Exercise directions:
In the article on Shell and BP below, how much is Shell spending to buy back its own shares this year?

Document segment:
Shell and BP face tough job of keeping customers and investors happy as profits roll in

The oil giants will also have to contend with intensifying calls to put more money into clean energy

The bosses of Shell and BP face the same task as they prepare to present their companies’ annual results this week, but at completely different points in their tenures. Wael Sawan will make his City debut after taking over as Shell chief executive at the start of the year. Bernard Looney marks three years since a watershed presentation in London when he took over at BP, unveiling a target to hit net zero by 2050 or sooner.

The pair now each have the task of convincing the public they are not profiteering during the energy crisis – while keeping investors sweet. Profits surged in 2022 on the back of high gas prices caused by the invasion of Ukraine, and are expected to stay high against historical averages this year, while oil prices have climbed in early 2023 as the Chinese economy reopens.

Sawan will take his bow first, on Thursday, as he fronts Shell’s first full-year results since completing the relocation of its headquarters to London – where the business began as an importer of oriental seashells in the 1830s. He’s wasted little time since taking the role, having put Shell’s Europe home energy supply businesses under review. Shell’s figures will be suitably eye-watering: adjusted annual profits are expected to come in around $83bn (£67bn) against $55bn a year ago, including around $19bn in the final quarter of the year, against $16.3bn in the same period of 2021.

The firm’s prized dividend – which was cut during the Covid crisis for the first time since the second world war – has been lifted by 15%. Shell is spending $18.5bn buying back its own shares this year, a statistic that has only increased the calls for the firm to allocate more of its cash pile towards renewable energy and less to rewarding shareholders. This year’s capital investment is expected to come in at between $23bn and $27bn, but renewables will make up a relatively small proportion of this.

If Sawan chooses to change this narrative and ramp up the company’s green spending, he will be following in Looney’s footsteps.

Data for analysis:
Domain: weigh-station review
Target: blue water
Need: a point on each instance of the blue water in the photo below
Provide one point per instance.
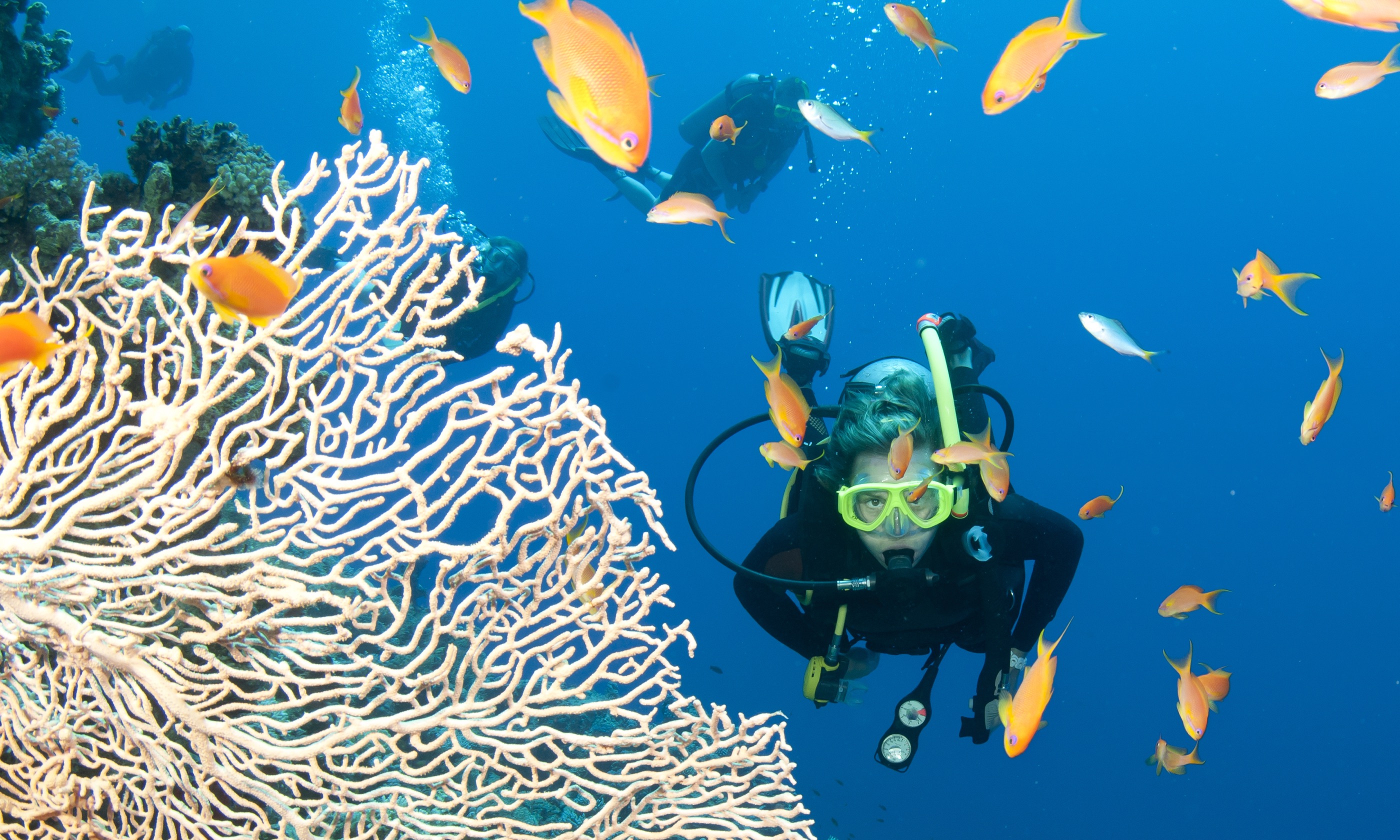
(1156, 160)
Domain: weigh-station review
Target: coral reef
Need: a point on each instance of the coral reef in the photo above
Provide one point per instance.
(368, 602)
(26, 65)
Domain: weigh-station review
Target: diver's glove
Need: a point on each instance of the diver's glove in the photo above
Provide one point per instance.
(961, 345)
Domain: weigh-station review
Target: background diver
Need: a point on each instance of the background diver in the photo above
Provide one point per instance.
(762, 107)
(160, 72)
(914, 576)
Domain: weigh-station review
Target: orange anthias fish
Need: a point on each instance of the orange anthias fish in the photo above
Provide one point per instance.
(1189, 598)
(723, 130)
(602, 83)
(1174, 760)
(1318, 410)
(1022, 714)
(1381, 16)
(900, 450)
(1098, 506)
(788, 406)
(784, 456)
(450, 60)
(690, 209)
(1032, 55)
(1348, 80)
(1260, 276)
(912, 23)
(24, 340)
(246, 284)
(350, 115)
(798, 331)
(1192, 702)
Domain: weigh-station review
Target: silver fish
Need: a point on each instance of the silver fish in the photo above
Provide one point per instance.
(1115, 335)
(825, 120)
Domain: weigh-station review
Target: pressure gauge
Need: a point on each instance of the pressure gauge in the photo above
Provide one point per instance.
(913, 714)
(896, 750)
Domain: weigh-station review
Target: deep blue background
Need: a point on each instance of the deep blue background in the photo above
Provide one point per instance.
(1157, 158)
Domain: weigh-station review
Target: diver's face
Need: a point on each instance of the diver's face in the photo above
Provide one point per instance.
(874, 466)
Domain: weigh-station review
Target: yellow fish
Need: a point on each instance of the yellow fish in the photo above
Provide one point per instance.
(1320, 410)
(450, 60)
(1022, 714)
(686, 209)
(602, 83)
(1032, 55)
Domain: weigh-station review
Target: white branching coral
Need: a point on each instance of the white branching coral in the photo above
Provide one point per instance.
(296, 583)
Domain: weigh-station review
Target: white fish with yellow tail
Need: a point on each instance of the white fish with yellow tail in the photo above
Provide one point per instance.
(825, 120)
(1116, 336)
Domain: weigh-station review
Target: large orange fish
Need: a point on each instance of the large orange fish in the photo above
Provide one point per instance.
(912, 24)
(24, 340)
(450, 60)
(1381, 16)
(246, 284)
(1174, 760)
(602, 83)
(1320, 410)
(788, 406)
(1189, 598)
(1192, 702)
(900, 450)
(1032, 55)
(350, 115)
(1022, 714)
(1098, 506)
(684, 208)
(1260, 276)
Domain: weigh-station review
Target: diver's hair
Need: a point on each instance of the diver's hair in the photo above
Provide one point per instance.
(870, 422)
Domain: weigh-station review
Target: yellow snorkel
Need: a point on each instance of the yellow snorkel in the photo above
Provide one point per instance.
(927, 326)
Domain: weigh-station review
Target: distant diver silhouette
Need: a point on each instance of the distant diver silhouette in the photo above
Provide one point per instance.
(160, 72)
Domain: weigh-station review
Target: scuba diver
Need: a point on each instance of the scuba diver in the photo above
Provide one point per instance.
(876, 564)
(160, 72)
(765, 111)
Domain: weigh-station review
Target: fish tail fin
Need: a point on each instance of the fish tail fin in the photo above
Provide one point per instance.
(1287, 284)
(774, 368)
(1074, 28)
(430, 38)
(1208, 601)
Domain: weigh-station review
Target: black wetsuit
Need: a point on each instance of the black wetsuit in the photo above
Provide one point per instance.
(982, 606)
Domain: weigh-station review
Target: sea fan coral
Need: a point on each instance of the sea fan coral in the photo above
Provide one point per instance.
(294, 583)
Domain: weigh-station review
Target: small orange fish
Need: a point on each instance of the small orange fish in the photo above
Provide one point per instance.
(1260, 276)
(723, 130)
(798, 331)
(900, 450)
(1021, 714)
(784, 456)
(1189, 598)
(1320, 410)
(1216, 681)
(1174, 760)
(246, 284)
(602, 84)
(788, 406)
(1098, 506)
(912, 23)
(450, 60)
(690, 209)
(350, 114)
(24, 340)
(1192, 702)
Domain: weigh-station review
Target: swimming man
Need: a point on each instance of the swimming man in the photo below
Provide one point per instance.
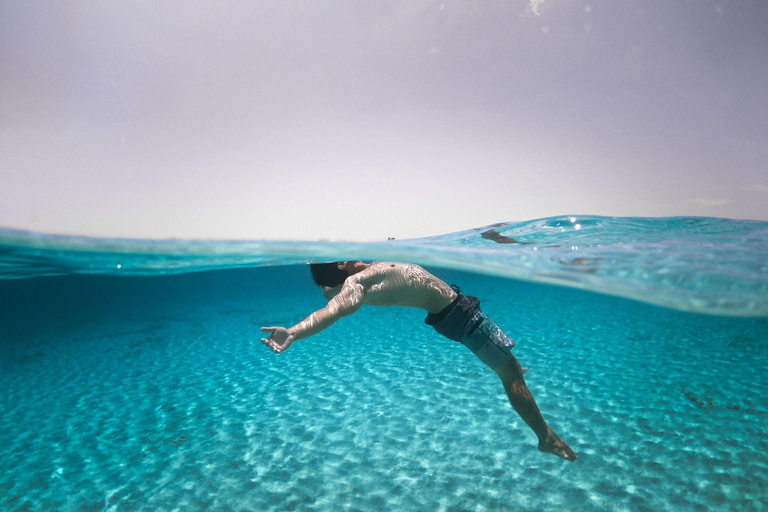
(348, 285)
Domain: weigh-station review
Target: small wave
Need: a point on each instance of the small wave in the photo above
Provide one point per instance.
(696, 264)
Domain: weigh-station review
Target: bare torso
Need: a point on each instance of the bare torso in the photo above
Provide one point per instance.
(401, 284)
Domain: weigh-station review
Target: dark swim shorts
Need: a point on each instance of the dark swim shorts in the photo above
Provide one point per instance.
(463, 321)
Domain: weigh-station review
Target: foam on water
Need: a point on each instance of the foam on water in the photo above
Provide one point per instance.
(706, 265)
(153, 392)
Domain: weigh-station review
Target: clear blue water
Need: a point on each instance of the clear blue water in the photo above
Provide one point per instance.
(145, 387)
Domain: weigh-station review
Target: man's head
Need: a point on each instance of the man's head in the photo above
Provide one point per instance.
(334, 274)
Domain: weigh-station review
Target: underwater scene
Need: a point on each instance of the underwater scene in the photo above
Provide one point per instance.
(134, 377)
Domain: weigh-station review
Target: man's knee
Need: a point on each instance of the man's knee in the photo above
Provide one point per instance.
(509, 370)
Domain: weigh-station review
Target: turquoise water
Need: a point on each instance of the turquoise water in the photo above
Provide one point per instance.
(145, 387)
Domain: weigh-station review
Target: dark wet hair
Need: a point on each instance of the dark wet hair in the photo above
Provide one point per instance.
(328, 274)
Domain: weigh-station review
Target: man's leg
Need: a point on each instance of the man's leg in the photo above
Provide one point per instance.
(520, 397)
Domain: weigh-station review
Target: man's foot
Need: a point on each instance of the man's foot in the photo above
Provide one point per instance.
(557, 446)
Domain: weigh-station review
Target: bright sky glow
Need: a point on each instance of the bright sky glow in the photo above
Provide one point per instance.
(367, 120)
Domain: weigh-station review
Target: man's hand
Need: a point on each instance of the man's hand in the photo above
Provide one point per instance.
(279, 340)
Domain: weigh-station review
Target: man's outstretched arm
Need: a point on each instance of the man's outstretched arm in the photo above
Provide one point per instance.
(348, 300)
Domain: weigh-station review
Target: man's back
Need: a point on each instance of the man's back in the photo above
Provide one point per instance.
(400, 284)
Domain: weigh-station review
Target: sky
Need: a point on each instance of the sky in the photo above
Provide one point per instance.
(363, 120)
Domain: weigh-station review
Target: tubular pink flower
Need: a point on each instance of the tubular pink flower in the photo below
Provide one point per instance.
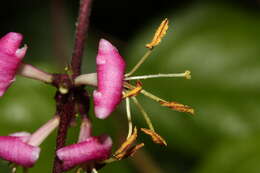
(10, 58)
(15, 150)
(22, 147)
(91, 150)
(110, 72)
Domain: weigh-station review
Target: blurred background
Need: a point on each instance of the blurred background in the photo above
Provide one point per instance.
(218, 41)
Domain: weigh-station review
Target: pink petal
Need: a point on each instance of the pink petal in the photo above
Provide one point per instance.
(93, 149)
(110, 71)
(10, 42)
(24, 136)
(16, 151)
(10, 58)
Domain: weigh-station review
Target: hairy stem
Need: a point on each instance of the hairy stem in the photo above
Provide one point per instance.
(81, 30)
(67, 102)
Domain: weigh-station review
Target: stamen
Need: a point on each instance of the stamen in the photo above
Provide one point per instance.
(25, 170)
(155, 136)
(145, 115)
(135, 91)
(186, 74)
(140, 62)
(173, 105)
(86, 79)
(94, 170)
(159, 34)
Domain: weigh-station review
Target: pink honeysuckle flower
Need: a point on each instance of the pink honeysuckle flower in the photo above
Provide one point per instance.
(15, 150)
(110, 74)
(91, 150)
(22, 147)
(10, 58)
(88, 150)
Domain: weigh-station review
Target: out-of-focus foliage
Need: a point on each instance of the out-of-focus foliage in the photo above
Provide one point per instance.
(220, 45)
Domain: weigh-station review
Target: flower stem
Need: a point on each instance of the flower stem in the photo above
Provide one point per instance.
(140, 62)
(38, 136)
(145, 115)
(32, 72)
(129, 117)
(186, 74)
(81, 30)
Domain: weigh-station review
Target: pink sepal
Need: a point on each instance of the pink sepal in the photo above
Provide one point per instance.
(110, 72)
(15, 150)
(91, 150)
(10, 58)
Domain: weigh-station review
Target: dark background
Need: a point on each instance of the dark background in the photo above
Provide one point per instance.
(217, 40)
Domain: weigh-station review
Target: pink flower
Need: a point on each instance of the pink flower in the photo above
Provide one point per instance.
(10, 58)
(15, 150)
(91, 150)
(88, 150)
(22, 147)
(110, 74)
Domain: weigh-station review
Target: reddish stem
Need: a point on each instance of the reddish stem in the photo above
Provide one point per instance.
(76, 101)
(81, 30)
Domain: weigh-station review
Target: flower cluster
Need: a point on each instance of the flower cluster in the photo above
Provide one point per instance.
(113, 86)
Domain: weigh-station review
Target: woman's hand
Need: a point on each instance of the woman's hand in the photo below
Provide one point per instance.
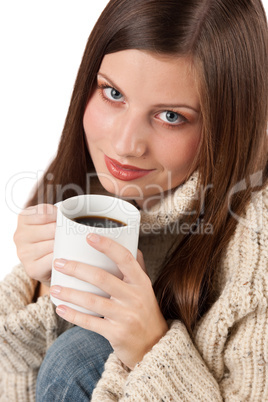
(133, 322)
(34, 239)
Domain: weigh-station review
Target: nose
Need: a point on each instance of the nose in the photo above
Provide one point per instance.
(130, 139)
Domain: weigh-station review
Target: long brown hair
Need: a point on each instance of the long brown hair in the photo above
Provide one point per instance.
(227, 42)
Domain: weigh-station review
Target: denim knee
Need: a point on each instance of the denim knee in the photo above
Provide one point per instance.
(72, 366)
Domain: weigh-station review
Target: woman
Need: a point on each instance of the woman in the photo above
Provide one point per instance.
(170, 110)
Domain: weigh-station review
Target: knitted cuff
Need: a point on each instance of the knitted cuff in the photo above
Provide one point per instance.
(174, 369)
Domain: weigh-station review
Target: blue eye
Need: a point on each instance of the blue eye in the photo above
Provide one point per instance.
(171, 117)
(112, 94)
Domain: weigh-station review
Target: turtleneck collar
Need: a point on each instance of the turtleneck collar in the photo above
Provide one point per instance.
(172, 207)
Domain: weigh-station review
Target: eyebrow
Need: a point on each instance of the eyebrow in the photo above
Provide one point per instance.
(160, 105)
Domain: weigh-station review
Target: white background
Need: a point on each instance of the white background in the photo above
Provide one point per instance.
(41, 45)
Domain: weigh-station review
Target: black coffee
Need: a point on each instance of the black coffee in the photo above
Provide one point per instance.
(99, 221)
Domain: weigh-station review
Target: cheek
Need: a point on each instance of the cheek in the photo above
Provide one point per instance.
(178, 155)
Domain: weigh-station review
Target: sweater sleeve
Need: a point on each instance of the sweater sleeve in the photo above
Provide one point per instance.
(172, 370)
(229, 358)
(26, 331)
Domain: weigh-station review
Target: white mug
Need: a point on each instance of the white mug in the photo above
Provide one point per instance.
(70, 238)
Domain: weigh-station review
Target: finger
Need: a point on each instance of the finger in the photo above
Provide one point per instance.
(122, 257)
(140, 260)
(39, 234)
(104, 280)
(39, 214)
(41, 249)
(41, 269)
(87, 321)
(100, 305)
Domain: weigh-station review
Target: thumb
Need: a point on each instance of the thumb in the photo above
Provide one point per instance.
(140, 260)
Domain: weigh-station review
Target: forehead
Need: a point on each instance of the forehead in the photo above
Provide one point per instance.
(141, 72)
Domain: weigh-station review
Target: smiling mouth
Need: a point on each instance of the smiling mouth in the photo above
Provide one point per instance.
(125, 172)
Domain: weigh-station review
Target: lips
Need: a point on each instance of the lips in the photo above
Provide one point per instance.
(125, 172)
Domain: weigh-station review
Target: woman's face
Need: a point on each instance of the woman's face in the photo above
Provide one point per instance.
(143, 124)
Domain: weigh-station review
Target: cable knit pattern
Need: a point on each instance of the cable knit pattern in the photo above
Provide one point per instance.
(229, 357)
(26, 331)
(226, 360)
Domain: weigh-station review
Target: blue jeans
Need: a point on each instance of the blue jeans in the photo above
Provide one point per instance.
(72, 366)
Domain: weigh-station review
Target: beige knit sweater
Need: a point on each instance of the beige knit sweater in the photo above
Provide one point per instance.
(228, 358)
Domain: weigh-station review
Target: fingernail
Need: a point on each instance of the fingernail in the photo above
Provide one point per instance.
(61, 310)
(60, 263)
(55, 290)
(93, 238)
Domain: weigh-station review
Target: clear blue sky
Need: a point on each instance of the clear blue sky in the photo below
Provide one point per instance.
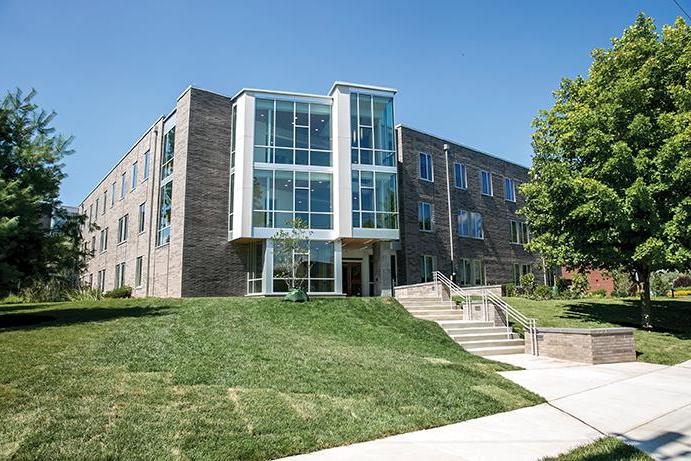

Answer to this exercise:
$18.5bn